Kaynak metin:
Yargı Paketi Komisyonda
11 Temmuz Perşembe günü, TBMM Adalet Komisyonu, kamuoyunda 9. Yargı Paketi olarak bilinen bazı kanunlarda değişiklik yapan yeni kanun değişikliklerini görüşecek.
Değişiklikte en öne çıkan ve komisyondan nasıl bir düzenleme geleceği merakla beklenen değişikliklerden biri “kadının soyadına” dair. Kadınların evlendikten sonra kendi soyadlarını kullanmalarını yasaklayan hükmü iptal eden Anayasa Mahkemesi (AYM) kararının ardından kanunda bu hususta bir düzenleme yapılması bekleniyordu. Ancak “ailenin önemi” denilerek, “Türk toplumunun temeli olan aile bütünlüğüne zarar verebileceği” ileri sürülerek, düzenleme AYM’nin kararı doğrultusunda değil, hâlihazırda uygulandığı şekliyle yeniden yer alıyor.
Pakette, sosyal medyada hakaretin uzlaştırma kapsamından çıkarılarak ön ödeme kapsamına almasına, hukuk mesleklerine girişteki sınavlara, uzlaştırma ve arabuluculuk yollarına, idari yargıda temyize ve benzeri pek çok hususa dair düzenlemeler var. Perşembe günkü görüşmeden sonra sanıyorum ki düzenlemelerin son halleri hakkında daha net konuşabiliriz.
Ancak AYM kararlarının tüm kurum ve kişilerce dikkate alındığı güne kadar, yargı sisteminde iyileşme sağlanacağına dair umutları korumak oldukça güç.
İngiltere’de İşçi Partisi dönemi
İngiltere’de seçimler beklenildiği gibi İşçi Partisi’nin zaferiyle sonuçlandı. Zaten Muhafazakâr Parti’nin daha da azalacağı tahmin edilen oy oranını en iyi seviyede yakalamak uğruna yapılan erken genel seçimlerin ardından mevcut Başbakan Rishi Sunak, iyi dileklerini sunarak görevinden ayrıldı ve ülkenin 58. Başbakanı Keir Starmer oldu.

Çıkarılan malzeme:
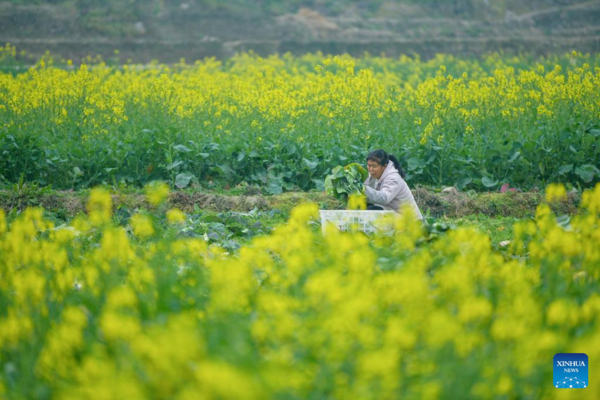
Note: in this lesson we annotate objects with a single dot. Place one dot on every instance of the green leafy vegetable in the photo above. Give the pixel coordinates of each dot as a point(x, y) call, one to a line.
point(345, 181)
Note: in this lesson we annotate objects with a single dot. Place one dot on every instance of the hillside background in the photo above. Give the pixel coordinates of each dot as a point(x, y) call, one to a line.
point(169, 30)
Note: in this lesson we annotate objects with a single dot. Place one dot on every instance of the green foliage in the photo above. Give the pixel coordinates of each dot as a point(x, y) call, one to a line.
point(346, 181)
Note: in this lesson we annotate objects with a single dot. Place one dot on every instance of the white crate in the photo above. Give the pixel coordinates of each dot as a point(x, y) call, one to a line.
point(359, 220)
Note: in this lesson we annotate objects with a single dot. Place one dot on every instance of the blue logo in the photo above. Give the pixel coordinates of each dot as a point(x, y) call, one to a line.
point(571, 371)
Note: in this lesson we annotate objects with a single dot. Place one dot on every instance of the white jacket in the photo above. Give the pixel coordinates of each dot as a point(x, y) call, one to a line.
point(391, 191)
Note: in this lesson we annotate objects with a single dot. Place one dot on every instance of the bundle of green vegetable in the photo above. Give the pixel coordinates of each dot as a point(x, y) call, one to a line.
point(346, 181)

Görevleriniz:
1. Yargı paketi ve İngiltere seçimleri yazısına göre İngiltere'nin 58. Başbakanı kim oldu?
2. Lütfen yargı paketi ve İngiltere seçimleri yazısını son cümlesinden sonra devam ettirin.

Alıştırma yanıtları:
1. Keir Starmer

2.
İşçi Partisi için tarihî bir zafer olan bu seçim sonuçları, Muhafazakâr Parti için de tarihî bir başarısızlık oldu, diyebiliriz. Muhafazakârlar, Avam Kamarası’nda tarihlerinde ilk defa bu denli güçsüz durumdalar.
Brexit’in ekonomik sonuçlarını şimdilerde daha iyi hisseden ve ticari rekabet gücünü görece kaybeden İngiltere’de, Covid pandemisi, Ukrayna-Rusya savaşı, Gazze olaylarıyla birlikte yükselen enflasyon ve ekonomik durgunluk, sağlık sistemindeki giderilemeyen sorunlar, Muhafazakâr Parti’nin gücünü zamanla adeta eritti. Yani asıl olarak, ülkenin sola desteğinin arttığını değil; muhafazakârlara karşı tepkisinin arttığını belirtmek gerekiyor.
Belirtmek gerekir ki, eriyen oylar, tamamen İşçi Partisi’ne gitmedi. Göçmen karşıtı ve Brexit’in mimarlarından Nigel Farage’nin partisi Reform UK Partisi de Muhafazakâr Parti’den kopan oyların gittiği yerlerden biriydi. Böylece aşırı sağ, Avam Kamarası’na beş sandalye ile giriş yaptı.
Bundan sonraki süreçte “değişim” vaadinde bulunan İşçi Partisi için zor bir süreç var; seçmen, sağlık sistemi, konut fiyatları ve ekonomide iyileşme sağlamasını bekliyor.
Şimdilik kesin konuşmak için erken olsa da İşçi Partisi’nin başarısız olma ihtimali, aşırı sağı koalisyonla iktidara taşıyabileceğini de buraya not düşelim.